> **To do**
Gather every line of the records below that contains the word "outline". Case counts.

• • • •

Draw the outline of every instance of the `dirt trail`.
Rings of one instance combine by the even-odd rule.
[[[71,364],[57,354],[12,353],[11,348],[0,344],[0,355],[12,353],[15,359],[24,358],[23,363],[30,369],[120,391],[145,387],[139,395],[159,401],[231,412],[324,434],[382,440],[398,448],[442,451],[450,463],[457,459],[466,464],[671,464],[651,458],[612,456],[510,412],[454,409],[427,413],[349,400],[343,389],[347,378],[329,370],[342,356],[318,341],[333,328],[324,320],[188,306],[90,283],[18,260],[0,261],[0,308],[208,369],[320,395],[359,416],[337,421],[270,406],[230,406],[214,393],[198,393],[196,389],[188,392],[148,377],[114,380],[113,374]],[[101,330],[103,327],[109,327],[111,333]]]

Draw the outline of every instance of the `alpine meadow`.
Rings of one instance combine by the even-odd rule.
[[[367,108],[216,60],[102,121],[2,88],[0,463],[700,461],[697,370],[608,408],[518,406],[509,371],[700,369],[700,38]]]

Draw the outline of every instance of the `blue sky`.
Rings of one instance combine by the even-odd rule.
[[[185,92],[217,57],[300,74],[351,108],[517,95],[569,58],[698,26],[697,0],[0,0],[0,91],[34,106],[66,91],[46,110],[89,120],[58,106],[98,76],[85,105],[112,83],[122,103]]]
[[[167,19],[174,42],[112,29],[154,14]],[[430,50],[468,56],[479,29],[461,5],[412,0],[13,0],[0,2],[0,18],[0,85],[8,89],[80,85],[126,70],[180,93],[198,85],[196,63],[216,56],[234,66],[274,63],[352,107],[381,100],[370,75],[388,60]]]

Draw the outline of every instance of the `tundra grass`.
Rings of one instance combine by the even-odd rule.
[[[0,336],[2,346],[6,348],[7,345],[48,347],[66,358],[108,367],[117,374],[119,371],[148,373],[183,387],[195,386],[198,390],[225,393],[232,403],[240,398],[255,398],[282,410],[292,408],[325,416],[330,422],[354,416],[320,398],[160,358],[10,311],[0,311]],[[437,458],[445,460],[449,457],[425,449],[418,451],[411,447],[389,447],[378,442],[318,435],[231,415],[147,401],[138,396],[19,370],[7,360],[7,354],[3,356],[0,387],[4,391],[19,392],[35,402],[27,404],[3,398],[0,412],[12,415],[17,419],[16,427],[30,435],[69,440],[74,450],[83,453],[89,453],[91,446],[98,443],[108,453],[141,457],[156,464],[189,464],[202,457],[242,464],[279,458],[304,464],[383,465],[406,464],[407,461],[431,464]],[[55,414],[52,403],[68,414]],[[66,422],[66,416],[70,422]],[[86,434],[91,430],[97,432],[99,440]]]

• • • •

> **Solved problem**
Draw the outline of every instance of the `dirt trail`.
Draw the outline of every instance of the `alpine meadow`.
Draw the outline of every instance of the `blue sky`.
Draw the outline of every instance of the `tundra grass`.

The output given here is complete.